Task details: Report how many lines in the entries below contain the string "window", with case counting, and give only that number.

Supplied data:
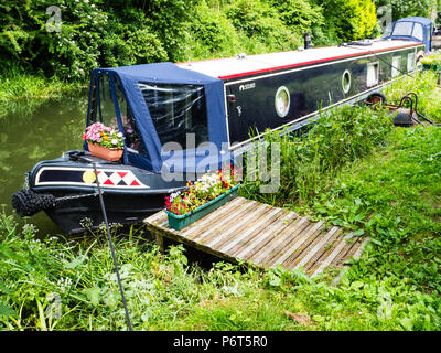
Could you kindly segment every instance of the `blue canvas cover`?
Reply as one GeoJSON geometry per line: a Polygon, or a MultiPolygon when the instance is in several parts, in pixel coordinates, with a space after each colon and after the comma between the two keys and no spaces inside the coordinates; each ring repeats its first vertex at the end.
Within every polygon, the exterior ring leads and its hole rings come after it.
{"type": "MultiPolygon", "coordinates": [[[[97,68],[93,71],[94,74],[108,73],[116,75],[122,85],[123,94],[127,98],[129,108],[137,124],[139,135],[142,138],[148,157],[130,153],[128,160],[131,164],[160,172],[163,164],[163,157],[161,157],[161,141],[157,133],[150,116],[149,108],[138,86],[140,82],[149,82],[154,84],[189,84],[189,85],[203,85],[206,99],[206,113],[208,125],[208,139],[209,142],[216,145],[220,151],[222,143],[227,141],[227,130],[225,120],[225,105],[224,105],[224,82],[222,79],[211,77],[201,73],[190,69],[184,69],[173,63],[164,62],[157,64],[144,64],[133,66],[122,66],[112,68],[97,68]]],[[[118,111],[117,111],[118,115],[118,111]]],[[[120,117],[118,117],[120,120],[120,117]]],[[[119,125],[121,122],[119,121],[119,125]]],[[[190,153],[195,156],[194,151],[185,150],[185,154],[190,153]]],[[[183,163],[187,165],[189,163],[183,163]]],[[[194,172],[194,162],[190,163],[190,169],[194,172]]],[[[185,170],[184,170],[185,171],[185,170]]]]}

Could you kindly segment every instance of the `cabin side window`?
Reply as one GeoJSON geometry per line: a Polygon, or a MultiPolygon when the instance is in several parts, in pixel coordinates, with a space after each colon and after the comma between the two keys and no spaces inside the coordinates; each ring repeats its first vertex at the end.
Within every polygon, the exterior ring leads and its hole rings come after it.
{"type": "Polygon", "coordinates": [[[138,83],[161,143],[186,146],[186,133],[194,133],[195,146],[208,141],[205,90],[202,85],[138,83]]]}
{"type": "Polygon", "coordinates": [[[369,63],[367,64],[367,76],[366,76],[366,85],[367,87],[373,87],[378,85],[379,82],[379,63],[369,63]]]}
{"type": "Polygon", "coordinates": [[[415,53],[407,54],[407,71],[412,72],[415,69],[415,53]]]}
{"type": "Polygon", "coordinates": [[[110,77],[106,74],[98,76],[98,111],[97,120],[103,122],[105,126],[111,126],[112,121],[116,121],[114,97],[110,90],[110,77]]]}
{"type": "Polygon", "coordinates": [[[421,42],[423,41],[424,34],[422,31],[422,25],[420,23],[415,23],[412,36],[415,36],[417,40],[419,40],[421,42]]]}
{"type": "Polygon", "coordinates": [[[392,57],[392,73],[391,73],[392,78],[397,77],[401,72],[400,62],[401,62],[401,56],[392,57]]]}

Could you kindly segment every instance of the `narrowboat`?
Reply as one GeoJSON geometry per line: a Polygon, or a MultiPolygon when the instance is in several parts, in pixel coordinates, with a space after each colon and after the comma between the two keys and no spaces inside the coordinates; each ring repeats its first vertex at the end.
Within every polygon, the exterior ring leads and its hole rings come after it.
{"type": "Polygon", "coordinates": [[[295,131],[320,109],[380,97],[386,83],[413,72],[430,51],[432,28],[409,18],[383,39],[338,46],[96,68],[86,127],[118,128],[122,158],[97,158],[85,143],[41,161],[13,194],[13,207],[21,216],[44,211],[64,233],[82,233],[85,223],[104,221],[99,182],[110,223],[142,222],[164,207],[166,195],[234,161],[267,129],[295,131]]]}

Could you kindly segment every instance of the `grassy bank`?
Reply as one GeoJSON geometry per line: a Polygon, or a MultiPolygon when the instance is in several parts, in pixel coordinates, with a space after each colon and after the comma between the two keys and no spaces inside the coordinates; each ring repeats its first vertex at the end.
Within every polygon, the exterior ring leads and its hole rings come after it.
{"type": "MultiPolygon", "coordinates": [[[[332,271],[311,280],[224,263],[207,270],[189,265],[181,247],[161,255],[129,234],[116,248],[135,329],[440,330],[441,130],[394,129],[385,141],[343,167],[313,202],[322,217],[372,238],[338,285],[332,271]]],[[[0,325],[125,329],[105,237],[66,244],[39,242],[34,232],[1,216],[0,325]],[[61,317],[51,319],[56,296],[61,317]]]]}
{"type": "Polygon", "coordinates": [[[29,117],[47,99],[87,93],[88,83],[66,82],[55,76],[23,73],[12,68],[0,73],[0,119],[8,115],[29,117]]]}
{"type": "Polygon", "coordinates": [[[23,98],[54,98],[86,87],[85,82],[72,83],[12,69],[0,74],[0,104],[23,98]]]}

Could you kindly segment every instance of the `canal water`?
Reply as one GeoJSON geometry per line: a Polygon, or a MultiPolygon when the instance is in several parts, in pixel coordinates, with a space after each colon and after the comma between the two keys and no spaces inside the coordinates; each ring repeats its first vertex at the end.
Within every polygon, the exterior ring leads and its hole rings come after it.
{"type": "MultiPolygon", "coordinates": [[[[41,160],[82,149],[87,115],[87,90],[56,99],[21,99],[0,111],[0,212],[13,214],[11,196],[22,189],[24,174],[41,160]]],[[[62,231],[39,212],[20,224],[34,224],[37,236],[62,231]]]]}

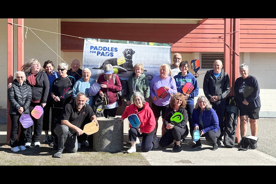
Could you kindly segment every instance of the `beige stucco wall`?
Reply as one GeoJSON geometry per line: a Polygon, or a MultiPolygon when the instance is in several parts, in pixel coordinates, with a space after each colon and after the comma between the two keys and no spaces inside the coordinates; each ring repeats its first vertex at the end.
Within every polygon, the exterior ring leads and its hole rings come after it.
{"type": "MultiPolygon", "coordinates": [[[[0,66],[1,67],[0,67],[0,85],[2,87],[0,88],[0,106],[1,106],[0,116],[5,115],[6,112],[7,22],[7,19],[0,19],[0,66]]],[[[14,19],[14,23],[17,24],[17,19],[14,19]]],[[[60,62],[65,62],[70,66],[72,60],[77,59],[80,62],[82,68],[82,52],[63,52],[60,50],[60,35],[54,33],[60,32],[60,19],[24,19],[24,26],[30,28],[53,32],[32,30],[37,36],[29,29],[26,39],[25,36],[27,29],[24,29],[24,62],[27,61],[29,58],[34,58],[38,60],[43,65],[44,62],[49,60],[54,62],[56,69],[58,64],[60,62]]],[[[14,61],[15,62],[14,66],[15,70],[17,68],[17,27],[14,26],[14,61]]],[[[200,60],[199,53],[182,54],[181,55],[183,60],[190,61],[195,59],[200,60]]],[[[276,101],[276,90],[273,84],[275,83],[273,82],[276,81],[276,53],[242,53],[240,55],[240,63],[244,62],[248,64],[250,74],[256,76],[259,82],[262,104],[260,117],[276,117],[276,106],[275,103],[276,101]]],[[[172,59],[173,55],[172,54],[172,59]]],[[[202,89],[203,80],[205,73],[207,70],[201,69],[198,71],[200,75],[197,79],[200,87],[199,95],[204,95],[202,89]]],[[[193,73],[191,70],[190,71],[193,73]]]]}

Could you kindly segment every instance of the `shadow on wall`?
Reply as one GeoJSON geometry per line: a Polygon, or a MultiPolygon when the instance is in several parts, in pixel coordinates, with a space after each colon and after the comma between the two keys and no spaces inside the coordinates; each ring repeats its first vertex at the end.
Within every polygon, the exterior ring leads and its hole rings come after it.
{"type": "Polygon", "coordinates": [[[0,109],[0,123],[7,123],[7,109],[0,109]]]}

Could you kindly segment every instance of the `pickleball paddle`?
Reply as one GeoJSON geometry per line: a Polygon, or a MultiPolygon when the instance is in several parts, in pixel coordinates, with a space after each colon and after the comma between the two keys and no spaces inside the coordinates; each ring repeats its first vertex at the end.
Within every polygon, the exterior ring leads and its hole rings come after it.
{"type": "Polygon", "coordinates": [[[91,135],[99,131],[99,126],[97,126],[97,123],[92,121],[87,123],[83,127],[83,133],[87,135],[91,135]]]}
{"type": "Polygon", "coordinates": [[[34,124],[32,118],[28,114],[22,114],[19,118],[19,121],[22,126],[25,129],[27,129],[34,124]]]}
{"type": "Polygon", "coordinates": [[[195,78],[198,76],[198,71],[200,68],[200,62],[198,60],[193,60],[191,61],[191,67],[194,72],[194,75],[195,78]]]}
{"type": "Polygon", "coordinates": [[[157,97],[162,99],[164,98],[168,95],[168,91],[164,87],[161,87],[157,90],[156,91],[157,93],[157,97]]]}
{"type": "Polygon", "coordinates": [[[141,122],[136,114],[131,114],[127,117],[129,123],[131,126],[136,129],[138,129],[141,124],[141,122]]]}
{"type": "Polygon", "coordinates": [[[94,83],[88,89],[88,93],[90,96],[95,96],[101,89],[101,85],[98,83],[94,83]]]}
{"type": "Polygon", "coordinates": [[[196,142],[200,138],[200,133],[199,130],[196,129],[193,131],[193,141],[196,142]]]}
{"type": "Polygon", "coordinates": [[[179,112],[176,112],[170,117],[170,123],[174,125],[179,124],[183,120],[183,115],[179,112]]]}
{"type": "Polygon", "coordinates": [[[192,84],[189,82],[187,82],[182,88],[182,91],[183,93],[189,95],[192,92],[194,88],[195,87],[192,84]]]}
{"type": "Polygon", "coordinates": [[[43,108],[41,106],[37,106],[32,111],[31,115],[34,118],[38,119],[42,115],[43,112],[43,108]]]}

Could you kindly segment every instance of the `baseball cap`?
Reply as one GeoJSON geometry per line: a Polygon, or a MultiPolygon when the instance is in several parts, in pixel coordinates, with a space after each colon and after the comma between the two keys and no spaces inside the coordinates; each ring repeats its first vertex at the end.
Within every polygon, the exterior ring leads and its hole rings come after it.
{"type": "Polygon", "coordinates": [[[109,75],[110,75],[110,74],[112,74],[114,72],[113,72],[113,70],[110,70],[110,71],[108,71],[105,70],[104,71],[104,73],[106,74],[108,74],[109,75]]]}

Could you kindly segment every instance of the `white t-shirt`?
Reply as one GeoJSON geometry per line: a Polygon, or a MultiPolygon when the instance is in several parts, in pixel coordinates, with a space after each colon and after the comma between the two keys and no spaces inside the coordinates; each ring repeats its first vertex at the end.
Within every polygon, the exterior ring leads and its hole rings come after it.
{"type": "Polygon", "coordinates": [[[172,75],[173,77],[181,71],[179,67],[176,67],[173,64],[170,65],[170,69],[172,70],[172,75]]]}

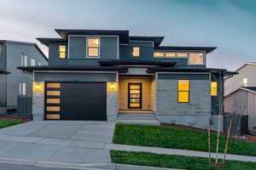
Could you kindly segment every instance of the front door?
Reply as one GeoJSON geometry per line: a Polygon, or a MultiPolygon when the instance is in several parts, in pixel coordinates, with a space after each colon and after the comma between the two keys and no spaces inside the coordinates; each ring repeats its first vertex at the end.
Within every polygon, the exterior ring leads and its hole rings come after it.
{"type": "Polygon", "coordinates": [[[142,109],[143,83],[128,83],[128,108],[142,109]]]}

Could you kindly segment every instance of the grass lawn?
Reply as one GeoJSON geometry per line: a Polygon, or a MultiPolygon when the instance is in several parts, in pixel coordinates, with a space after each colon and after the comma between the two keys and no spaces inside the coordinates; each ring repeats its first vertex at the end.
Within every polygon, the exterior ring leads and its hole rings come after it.
{"type": "MultiPolygon", "coordinates": [[[[212,133],[212,151],[216,148],[216,134],[212,133]]],[[[219,150],[224,152],[225,136],[220,136],[219,150]]],[[[115,127],[113,143],[207,151],[207,133],[194,129],[149,125],[115,127]]],[[[229,154],[256,156],[256,144],[242,139],[231,140],[229,154]]]]}
{"type": "Polygon", "coordinates": [[[145,152],[126,152],[111,150],[112,162],[114,163],[172,167],[188,170],[255,170],[256,163],[247,162],[226,161],[225,165],[213,166],[207,158],[183,156],[166,156],[145,152]]]}
{"type": "Polygon", "coordinates": [[[21,121],[0,120],[0,128],[10,127],[20,123],[21,123],[21,121]]]}

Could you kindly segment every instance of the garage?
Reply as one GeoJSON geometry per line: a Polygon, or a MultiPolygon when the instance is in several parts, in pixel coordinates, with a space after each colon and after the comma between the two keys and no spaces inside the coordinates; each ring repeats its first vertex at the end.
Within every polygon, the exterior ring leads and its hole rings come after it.
{"type": "Polygon", "coordinates": [[[106,82],[46,82],[46,120],[107,121],[106,82]]]}

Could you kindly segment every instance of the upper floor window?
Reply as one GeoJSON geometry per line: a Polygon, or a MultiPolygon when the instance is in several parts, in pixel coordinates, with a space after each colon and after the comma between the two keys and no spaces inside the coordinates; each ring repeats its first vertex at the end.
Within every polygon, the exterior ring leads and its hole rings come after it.
{"type": "Polygon", "coordinates": [[[187,57],[188,54],[186,53],[177,53],[177,57],[187,57]]]}
{"type": "Polygon", "coordinates": [[[100,38],[87,38],[87,54],[86,57],[100,57],[100,38]]]}
{"type": "Polygon", "coordinates": [[[37,63],[36,60],[31,59],[31,63],[30,63],[31,66],[36,66],[36,63],[37,63]]]}
{"type": "Polygon", "coordinates": [[[66,58],[66,45],[59,45],[59,58],[66,58]]]}
{"type": "Polygon", "coordinates": [[[164,57],[165,54],[162,52],[154,52],[154,57],[164,57]]]}
{"type": "Polygon", "coordinates": [[[20,65],[27,66],[27,55],[26,54],[21,54],[20,65]]]}
{"type": "Polygon", "coordinates": [[[140,48],[132,48],[132,56],[133,57],[140,56],[140,48]]]}
{"type": "Polygon", "coordinates": [[[204,64],[204,54],[189,54],[189,65],[203,65],[204,64]]]}
{"type": "Polygon", "coordinates": [[[26,95],[26,82],[19,82],[19,95],[26,95]]]}
{"type": "Polygon", "coordinates": [[[242,87],[247,87],[248,86],[248,78],[243,78],[242,79],[242,87]]]}
{"type": "Polygon", "coordinates": [[[179,103],[189,102],[189,80],[177,81],[177,102],[179,103]]]}
{"type": "Polygon", "coordinates": [[[217,96],[218,95],[218,84],[217,82],[212,82],[211,83],[211,95],[217,96]]]}

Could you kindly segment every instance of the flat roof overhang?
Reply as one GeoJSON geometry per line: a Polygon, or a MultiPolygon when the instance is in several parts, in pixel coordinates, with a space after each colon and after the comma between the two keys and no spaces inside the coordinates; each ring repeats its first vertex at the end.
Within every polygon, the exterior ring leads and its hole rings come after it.
{"type": "Polygon", "coordinates": [[[154,60],[99,60],[98,63],[102,66],[113,66],[113,65],[148,65],[148,66],[163,66],[163,67],[172,67],[177,62],[163,62],[163,61],[154,61],[154,60]]]}
{"type": "Polygon", "coordinates": [[[217,68],[181,68],[181,67],[173,67],[173,68],[166,68],[166,67],[152,67],[148,68],[147,72],[211,72],[211,73],[221,73],[230,74],[229,71],[225,69],[217,69],[217,68]]]}
{"type": "Polygon", "coordinates": [[[123,67],[102,67],[102,66],[80,66],[80,65],[59,65],[59,66],[20,66],[17,69],[33,72],[37,71],[119,71],[127,72],[128,68],[123,67]]]}

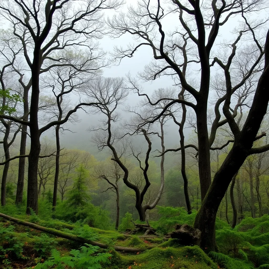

Response to the task: 2